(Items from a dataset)
"""

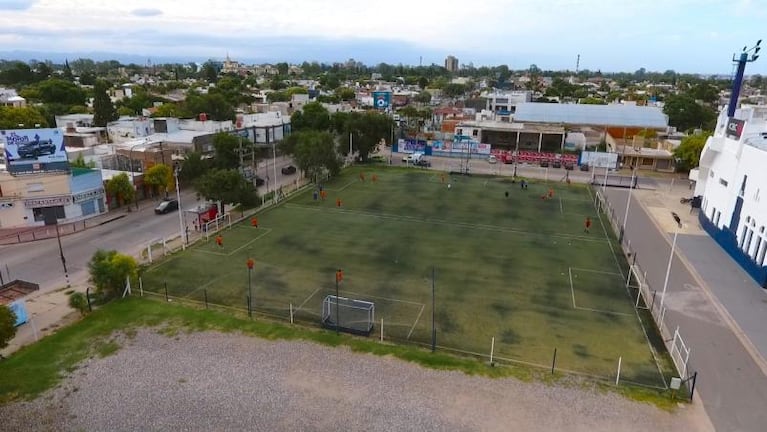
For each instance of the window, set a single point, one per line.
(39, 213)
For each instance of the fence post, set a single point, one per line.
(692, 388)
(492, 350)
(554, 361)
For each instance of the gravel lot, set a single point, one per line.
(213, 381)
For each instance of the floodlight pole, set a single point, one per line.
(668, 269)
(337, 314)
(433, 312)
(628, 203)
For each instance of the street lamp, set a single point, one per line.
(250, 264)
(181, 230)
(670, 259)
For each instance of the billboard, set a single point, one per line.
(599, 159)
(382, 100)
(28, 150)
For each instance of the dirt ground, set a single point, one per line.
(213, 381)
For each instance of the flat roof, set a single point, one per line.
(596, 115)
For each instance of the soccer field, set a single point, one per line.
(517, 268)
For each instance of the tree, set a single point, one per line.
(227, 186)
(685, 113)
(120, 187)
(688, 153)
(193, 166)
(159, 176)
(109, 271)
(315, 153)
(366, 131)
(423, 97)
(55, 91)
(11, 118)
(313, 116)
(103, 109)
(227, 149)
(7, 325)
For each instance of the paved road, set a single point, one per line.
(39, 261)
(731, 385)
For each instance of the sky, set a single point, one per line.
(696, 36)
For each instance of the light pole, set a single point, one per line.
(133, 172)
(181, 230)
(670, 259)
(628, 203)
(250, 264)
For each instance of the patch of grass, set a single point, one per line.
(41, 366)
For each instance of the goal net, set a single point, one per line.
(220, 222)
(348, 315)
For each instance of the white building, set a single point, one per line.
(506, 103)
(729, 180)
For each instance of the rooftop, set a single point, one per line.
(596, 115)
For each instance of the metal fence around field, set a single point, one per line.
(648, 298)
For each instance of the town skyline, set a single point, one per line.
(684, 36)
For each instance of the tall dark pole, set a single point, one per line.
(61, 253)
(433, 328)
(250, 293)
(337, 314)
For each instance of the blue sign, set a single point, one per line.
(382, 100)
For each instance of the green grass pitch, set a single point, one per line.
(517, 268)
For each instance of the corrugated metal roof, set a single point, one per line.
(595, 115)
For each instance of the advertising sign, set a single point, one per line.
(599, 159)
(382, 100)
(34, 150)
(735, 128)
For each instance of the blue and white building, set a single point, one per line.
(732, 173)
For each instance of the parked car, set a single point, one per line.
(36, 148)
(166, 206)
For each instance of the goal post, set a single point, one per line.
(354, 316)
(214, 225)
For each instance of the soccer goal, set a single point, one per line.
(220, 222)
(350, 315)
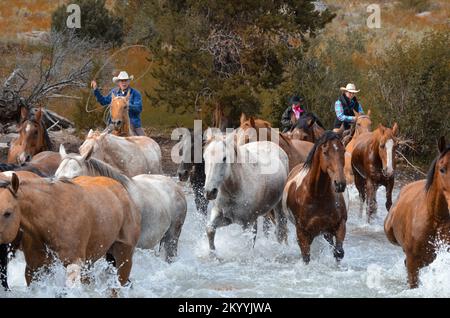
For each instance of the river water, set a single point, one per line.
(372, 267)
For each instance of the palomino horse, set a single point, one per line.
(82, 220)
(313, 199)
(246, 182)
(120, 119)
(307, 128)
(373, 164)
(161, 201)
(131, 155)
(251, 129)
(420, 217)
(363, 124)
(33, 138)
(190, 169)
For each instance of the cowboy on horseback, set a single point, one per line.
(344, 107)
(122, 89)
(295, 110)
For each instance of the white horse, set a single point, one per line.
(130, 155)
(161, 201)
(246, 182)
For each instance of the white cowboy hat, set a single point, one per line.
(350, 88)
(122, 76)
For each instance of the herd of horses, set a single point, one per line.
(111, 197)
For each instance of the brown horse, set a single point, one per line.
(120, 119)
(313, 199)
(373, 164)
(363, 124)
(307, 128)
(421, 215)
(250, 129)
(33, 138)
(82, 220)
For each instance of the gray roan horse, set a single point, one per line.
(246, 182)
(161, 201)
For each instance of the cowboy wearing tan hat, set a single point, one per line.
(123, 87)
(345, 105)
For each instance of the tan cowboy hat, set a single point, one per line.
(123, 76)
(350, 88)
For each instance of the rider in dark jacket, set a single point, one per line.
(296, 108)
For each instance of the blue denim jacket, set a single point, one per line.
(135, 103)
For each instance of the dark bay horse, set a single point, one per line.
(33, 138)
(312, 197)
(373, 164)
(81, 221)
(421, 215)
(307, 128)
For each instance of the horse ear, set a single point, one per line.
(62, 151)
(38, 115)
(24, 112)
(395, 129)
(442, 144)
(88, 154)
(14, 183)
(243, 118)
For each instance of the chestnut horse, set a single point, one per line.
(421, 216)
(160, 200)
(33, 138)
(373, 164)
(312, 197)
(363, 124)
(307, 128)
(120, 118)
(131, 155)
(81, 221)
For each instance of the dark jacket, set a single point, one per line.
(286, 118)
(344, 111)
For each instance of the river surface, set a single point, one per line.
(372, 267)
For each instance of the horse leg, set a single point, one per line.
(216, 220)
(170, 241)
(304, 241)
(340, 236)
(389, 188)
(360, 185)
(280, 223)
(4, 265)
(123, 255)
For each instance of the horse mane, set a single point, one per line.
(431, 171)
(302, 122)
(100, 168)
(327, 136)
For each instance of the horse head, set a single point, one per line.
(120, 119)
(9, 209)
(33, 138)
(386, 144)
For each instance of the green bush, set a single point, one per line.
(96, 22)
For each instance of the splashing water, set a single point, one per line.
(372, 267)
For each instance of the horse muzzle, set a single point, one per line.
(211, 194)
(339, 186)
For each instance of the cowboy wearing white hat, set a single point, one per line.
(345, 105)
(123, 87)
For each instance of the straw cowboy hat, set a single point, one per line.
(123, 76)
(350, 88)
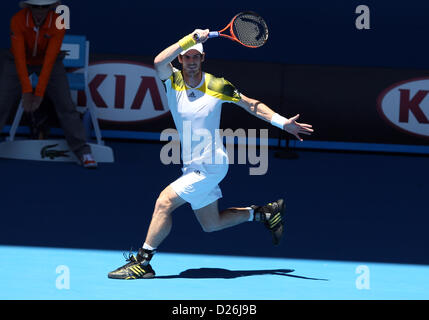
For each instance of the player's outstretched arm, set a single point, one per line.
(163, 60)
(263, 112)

"""
"""

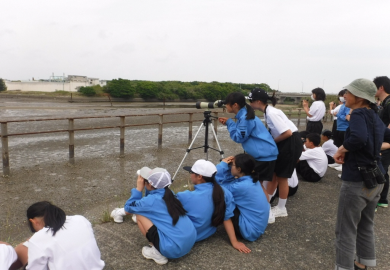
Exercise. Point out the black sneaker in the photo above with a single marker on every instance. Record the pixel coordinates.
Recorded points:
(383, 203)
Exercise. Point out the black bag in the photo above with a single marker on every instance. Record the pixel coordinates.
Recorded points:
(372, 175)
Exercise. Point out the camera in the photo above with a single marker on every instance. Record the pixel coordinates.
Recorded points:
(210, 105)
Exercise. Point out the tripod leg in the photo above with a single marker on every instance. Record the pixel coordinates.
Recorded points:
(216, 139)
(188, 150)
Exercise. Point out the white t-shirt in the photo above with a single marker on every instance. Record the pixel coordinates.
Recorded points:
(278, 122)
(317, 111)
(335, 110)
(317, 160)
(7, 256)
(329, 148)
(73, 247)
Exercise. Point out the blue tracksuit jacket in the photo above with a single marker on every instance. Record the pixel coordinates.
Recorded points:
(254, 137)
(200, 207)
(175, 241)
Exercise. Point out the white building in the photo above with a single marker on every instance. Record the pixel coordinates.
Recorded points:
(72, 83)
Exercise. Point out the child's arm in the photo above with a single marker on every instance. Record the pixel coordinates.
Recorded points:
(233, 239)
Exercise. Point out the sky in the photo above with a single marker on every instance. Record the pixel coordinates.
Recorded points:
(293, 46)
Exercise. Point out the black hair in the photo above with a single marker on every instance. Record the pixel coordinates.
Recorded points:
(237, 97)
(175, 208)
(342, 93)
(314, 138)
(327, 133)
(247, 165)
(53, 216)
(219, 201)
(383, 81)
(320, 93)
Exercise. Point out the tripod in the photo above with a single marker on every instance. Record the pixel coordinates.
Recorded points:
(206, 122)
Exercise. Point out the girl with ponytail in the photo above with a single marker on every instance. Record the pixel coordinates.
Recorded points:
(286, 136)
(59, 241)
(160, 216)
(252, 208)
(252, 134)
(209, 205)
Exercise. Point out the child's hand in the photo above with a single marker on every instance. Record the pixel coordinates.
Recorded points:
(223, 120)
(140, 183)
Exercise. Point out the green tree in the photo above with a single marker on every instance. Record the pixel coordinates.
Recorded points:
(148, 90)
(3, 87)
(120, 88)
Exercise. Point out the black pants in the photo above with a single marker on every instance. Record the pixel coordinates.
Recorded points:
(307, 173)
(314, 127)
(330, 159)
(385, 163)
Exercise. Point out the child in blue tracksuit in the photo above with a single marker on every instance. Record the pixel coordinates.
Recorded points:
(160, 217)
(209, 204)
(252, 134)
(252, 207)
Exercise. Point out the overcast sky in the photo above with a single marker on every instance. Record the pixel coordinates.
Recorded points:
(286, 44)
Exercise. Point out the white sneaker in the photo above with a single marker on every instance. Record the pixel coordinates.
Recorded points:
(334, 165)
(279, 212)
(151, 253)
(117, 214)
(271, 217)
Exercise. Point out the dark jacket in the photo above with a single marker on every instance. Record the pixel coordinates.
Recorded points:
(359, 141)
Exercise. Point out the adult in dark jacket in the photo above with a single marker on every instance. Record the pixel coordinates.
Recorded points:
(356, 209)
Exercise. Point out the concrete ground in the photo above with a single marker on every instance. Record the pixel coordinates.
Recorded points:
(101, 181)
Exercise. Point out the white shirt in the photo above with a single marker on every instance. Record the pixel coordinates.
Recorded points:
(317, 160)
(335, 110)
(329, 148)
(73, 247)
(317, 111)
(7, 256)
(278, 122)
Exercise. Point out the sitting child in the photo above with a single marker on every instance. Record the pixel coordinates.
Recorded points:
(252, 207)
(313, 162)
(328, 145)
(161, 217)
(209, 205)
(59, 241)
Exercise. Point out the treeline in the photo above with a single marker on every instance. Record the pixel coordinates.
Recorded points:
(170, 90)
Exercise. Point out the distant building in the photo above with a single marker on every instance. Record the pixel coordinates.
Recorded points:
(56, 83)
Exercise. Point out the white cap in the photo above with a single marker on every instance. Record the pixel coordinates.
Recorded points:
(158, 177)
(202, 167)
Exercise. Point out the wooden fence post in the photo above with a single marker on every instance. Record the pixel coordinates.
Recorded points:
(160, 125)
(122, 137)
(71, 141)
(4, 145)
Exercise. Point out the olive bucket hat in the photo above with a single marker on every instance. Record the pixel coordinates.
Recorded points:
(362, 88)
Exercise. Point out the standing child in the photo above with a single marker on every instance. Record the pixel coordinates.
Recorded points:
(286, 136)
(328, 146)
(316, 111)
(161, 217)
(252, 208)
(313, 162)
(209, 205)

"""
"""

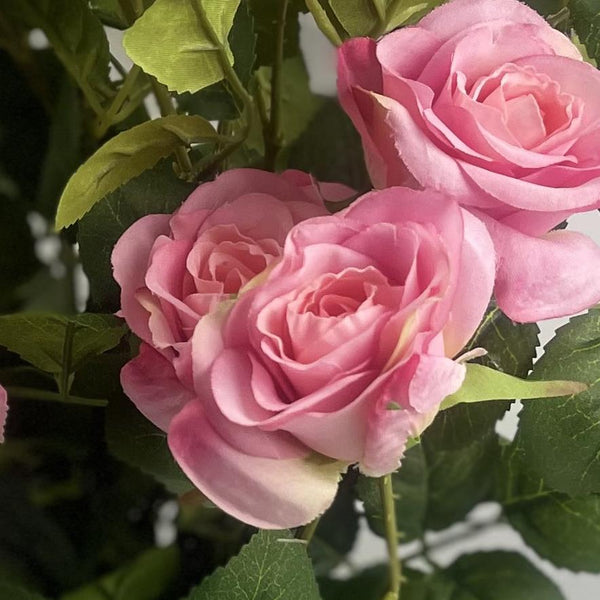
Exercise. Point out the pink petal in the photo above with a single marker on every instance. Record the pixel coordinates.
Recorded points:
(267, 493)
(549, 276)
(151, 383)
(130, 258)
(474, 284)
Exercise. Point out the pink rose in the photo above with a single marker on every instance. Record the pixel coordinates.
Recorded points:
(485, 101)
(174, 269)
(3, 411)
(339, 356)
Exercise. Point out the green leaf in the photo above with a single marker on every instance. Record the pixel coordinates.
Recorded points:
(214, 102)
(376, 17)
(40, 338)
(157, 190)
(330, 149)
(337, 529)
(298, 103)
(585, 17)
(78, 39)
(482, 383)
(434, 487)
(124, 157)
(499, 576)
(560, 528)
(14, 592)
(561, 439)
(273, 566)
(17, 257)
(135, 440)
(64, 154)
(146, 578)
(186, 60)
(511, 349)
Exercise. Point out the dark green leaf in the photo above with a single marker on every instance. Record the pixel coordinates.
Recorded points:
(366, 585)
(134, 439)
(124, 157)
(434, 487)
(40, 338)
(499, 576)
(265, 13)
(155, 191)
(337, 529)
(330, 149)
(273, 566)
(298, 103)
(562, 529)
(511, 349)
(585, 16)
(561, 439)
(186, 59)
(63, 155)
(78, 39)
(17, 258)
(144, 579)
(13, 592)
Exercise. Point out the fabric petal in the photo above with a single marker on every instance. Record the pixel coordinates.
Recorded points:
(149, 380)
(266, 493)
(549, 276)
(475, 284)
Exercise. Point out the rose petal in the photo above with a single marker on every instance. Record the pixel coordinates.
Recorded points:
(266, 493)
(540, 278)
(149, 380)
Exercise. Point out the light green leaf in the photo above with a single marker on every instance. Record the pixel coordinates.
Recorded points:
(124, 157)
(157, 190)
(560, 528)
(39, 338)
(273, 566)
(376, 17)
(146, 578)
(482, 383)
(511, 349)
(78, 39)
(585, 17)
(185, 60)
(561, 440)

"""

[WHAT IS EXPECTED] Would you filter the entries above and keep each line that has the word "black"?

[EXERCISE RESULT]
Exercise. Point out the black sneaker in the photo above with a single marker on every instance. Record the pixel coordinates.
Exercise. Point out the black bag in the photo above with a single marker on every instance. Record the pixel coordinates.
Exercise. Point out the black hair in the photo above with a single marker on every instance. Record the pixel coordinates.
Exercise. Point out the black pants in the photo above with a single marker on every instance. Record the pixel coordinates.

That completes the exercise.